» WHAT YOU ARE ASKED TO DO:
Copy out every record precisely.
*** Opening AVAILABLE DATA ***
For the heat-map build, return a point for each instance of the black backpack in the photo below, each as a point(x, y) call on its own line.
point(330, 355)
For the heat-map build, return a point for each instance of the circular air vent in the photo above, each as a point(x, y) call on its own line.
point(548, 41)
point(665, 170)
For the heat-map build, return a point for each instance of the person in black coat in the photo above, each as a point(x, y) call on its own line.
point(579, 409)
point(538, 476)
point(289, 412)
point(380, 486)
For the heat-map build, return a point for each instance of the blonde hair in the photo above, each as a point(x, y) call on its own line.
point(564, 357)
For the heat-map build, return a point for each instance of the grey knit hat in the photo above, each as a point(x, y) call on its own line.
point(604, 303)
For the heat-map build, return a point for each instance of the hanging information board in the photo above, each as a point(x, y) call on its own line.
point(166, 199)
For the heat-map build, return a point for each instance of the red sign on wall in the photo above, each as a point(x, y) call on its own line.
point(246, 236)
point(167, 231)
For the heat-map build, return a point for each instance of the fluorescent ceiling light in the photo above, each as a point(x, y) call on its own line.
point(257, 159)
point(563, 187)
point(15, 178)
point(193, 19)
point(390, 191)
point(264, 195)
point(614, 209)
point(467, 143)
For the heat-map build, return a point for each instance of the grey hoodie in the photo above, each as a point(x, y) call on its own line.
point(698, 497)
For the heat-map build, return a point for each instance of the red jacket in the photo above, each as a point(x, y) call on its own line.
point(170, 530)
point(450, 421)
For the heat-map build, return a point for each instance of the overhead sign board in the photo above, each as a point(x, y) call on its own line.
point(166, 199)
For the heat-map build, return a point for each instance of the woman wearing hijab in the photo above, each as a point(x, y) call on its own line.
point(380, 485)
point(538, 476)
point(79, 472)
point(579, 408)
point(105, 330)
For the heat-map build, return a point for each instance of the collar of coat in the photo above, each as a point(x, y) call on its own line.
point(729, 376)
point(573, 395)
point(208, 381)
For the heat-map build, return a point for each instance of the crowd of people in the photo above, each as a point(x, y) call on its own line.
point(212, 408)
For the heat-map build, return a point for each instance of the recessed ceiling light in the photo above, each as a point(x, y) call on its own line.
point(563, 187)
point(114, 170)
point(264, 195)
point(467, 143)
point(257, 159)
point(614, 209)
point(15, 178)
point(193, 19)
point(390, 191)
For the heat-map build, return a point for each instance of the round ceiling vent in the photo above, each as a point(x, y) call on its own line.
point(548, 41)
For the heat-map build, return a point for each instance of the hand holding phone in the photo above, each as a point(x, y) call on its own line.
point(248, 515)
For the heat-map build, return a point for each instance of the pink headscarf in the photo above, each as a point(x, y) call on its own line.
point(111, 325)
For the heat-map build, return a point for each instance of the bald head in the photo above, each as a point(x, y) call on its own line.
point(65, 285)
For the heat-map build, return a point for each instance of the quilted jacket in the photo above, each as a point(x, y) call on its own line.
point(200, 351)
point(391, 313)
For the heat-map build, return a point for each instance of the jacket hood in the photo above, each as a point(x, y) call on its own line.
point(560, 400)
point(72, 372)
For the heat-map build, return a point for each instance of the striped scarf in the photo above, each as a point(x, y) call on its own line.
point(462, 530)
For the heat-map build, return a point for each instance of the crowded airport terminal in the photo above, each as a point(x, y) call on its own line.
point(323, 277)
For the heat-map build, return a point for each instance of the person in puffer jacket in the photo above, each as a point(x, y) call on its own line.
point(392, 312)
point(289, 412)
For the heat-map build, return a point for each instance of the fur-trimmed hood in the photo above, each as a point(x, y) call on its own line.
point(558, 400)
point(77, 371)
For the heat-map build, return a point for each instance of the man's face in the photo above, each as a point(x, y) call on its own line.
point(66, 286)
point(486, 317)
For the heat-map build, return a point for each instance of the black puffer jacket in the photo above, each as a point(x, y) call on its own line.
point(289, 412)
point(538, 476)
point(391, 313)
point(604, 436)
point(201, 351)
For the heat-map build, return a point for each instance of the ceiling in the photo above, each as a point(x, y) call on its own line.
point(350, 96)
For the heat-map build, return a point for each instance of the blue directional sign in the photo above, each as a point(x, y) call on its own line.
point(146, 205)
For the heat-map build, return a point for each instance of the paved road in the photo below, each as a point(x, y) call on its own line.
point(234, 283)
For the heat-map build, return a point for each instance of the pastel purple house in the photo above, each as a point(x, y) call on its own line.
*** Closing AVAILABLE DATA ***
» COMPLETED EXERCISE:
For the heat-map build, return a point for each instance of the black backpack in the photo below, each as a point(x, y) call on its own line.
point(330, 355)
For the heat-map build, return a point for each instance of the circular air vent in the photo above, each as a point(x, y) call on its own line.
point(548, 41)
point(665, 170)
For the heat-map build, return a point for each instance of the person in black coat in the photo above, each as a point(x, y) call on its own line.
point(579, 409)
point(538, 476)
point(289, 412)
point(380, 486)
For the heat-map build, return a point for each instance of the blonde hair in the photo above, each as a point(x, y) call on its own line.
point(564, 357)
For the heat-map build, return a point for each instance of the grey knit hat in the photo above, each as a point(x, y) call on its own line.
point(604, 303)
For the heat-map build, return a point for each instance of the hanging information board in the photo above, each as a point(x, y) call on its own line.
point(166, 199)
For the heat-map build, return a point for each instance of the red sign on wall in the photo above, each as a point(x, y) call on its own line.
point(246, 236)
point(167, 231)
For the heat-map build, return a point for each instance of the fluorescent ceiling light in the photo above, each as a point(x, y) call on its own line.
point(257, 159)
point(563, 187)
point(15, 178)
point(193, 19)
point(390, 191)
point(264, 195)
point(614, 209)
point(467, 143)
For the heat-map build, return a point for each instance of the grey hoodie in the photo above, each as a point(x, y) call on its own line.
point(698, 497)
For the heat-map build, return a point for each instance of the red jacket in the photo above, each as a point(x, y) call on its own line.
point(170, 530)
point(450, 421)
For the heat-map build, return a point for each instance of the overhead sign board in the photo above, each as a point(x, y) call on its own line.
point(166, 199)
For the heat-map build, return a point for each instance of the woman wearing hijab in the photo above, each as a point(x, y) call on its own line.
point(380, 485)
point(538, 476)
point(79, 472)
point(579, 408)
point(105, 330)
For the heat-map build, return a point for each instance of the collar of coat in the photo above, each as a point(x, y) call on its own line.
point(729, 376)
point(573, 395)
point(208, 381)
For the heat-map build, return a point for each instance of the crowd of people in the photo above, each as a point(x, y) call on its own line.
point(212, 408)
For the heat-map build, return a point for each instance of the recessed ceiling light in the photo above, each as a point(x, y) call on its own line.
point(563, 187)
point(114, 170)
point(264, 195)
point(467, 143)
point(257, 159)
point(614, 209)
point(15, 178)
point(193, 19)
point(390, 191)
For the heat-map build, return a point for each instance of the round ceiling vent in the photo above, each as a point(x, y) call on its own line.
point(548, 41)
For the heat-map build, return a point for each instance of the hand holding phone in the photo above, each as a point(x, y) call on its own line.
point(248, 515)
For the heat-map build, return a point for each instance of the pink headscarf in the photo above, each as a point(x, y) call on its own line.
point(111, 325)
For the heat-map build, return a point for each instance of the bald head in the photo above, each as a point(x, y) call on its own line.
point(65, 285)
For the heat-map build, return a point for each instance of the quilted jacket in the photo above, each as a point(x, y) call on its own line.
point(200, 351)
point(391, 313)
For the heat-map build, return a point for each instance of the jacket hood in the photo above, each as a point(x, y) call on its own line.
point(560, 400)
point(72, 372)
For the heat-map build, return a point for each instance of the striped scarf in the photo above, each as a point(x, y) call on its own line.
point(462, 530)
For the heat-map build, return a point for each instance of the crowded airport terminal in the photo above, each as a point(x, y) call on its own line.
point(323, 277)
For the heat-map build, return a point for each instance of the person in puffer jacket in the photo above, each as a point(x, y) call on its own line.
point(392, 312)
point(289, 412)
For the heat-map build, return a point for each instance of the fur-trimmed hood in the photo above, each as a point(x, y) call on its own line.
point(558, 400)
point(77, 371)
For the heat-map build, return a point for each instance of the man's face in the photo above, each as a point(x, y) call on its own line.
point(66, 286)
point(486, 317)
For the heat-map build, return a point for each instance of the black puffer jacket in the photo above, each as a point(x, y) call on its own line.
point(289, 412)
point(538, 476)
point(391, 313)
point(604, 436)
point(201, 351)
For the heat-map build, return a point for each instance of the ceiling in the photo above, each as a point(x, y) call on its own line.
point(350, 96)
For the heat-map build, return a point for each instance of the blue directional sign in the photo above, each as a point(x, y) call on its own line.
point(146, 205)
For the heat-map build, return a point for each instance of the paved road in the photo below, each as a point(x, y) call on its own line.
point(234, 283)
For the heat-map build, return a point for each instance of the pastel purple house in the photo above, each as a point(x, y) call on its own line.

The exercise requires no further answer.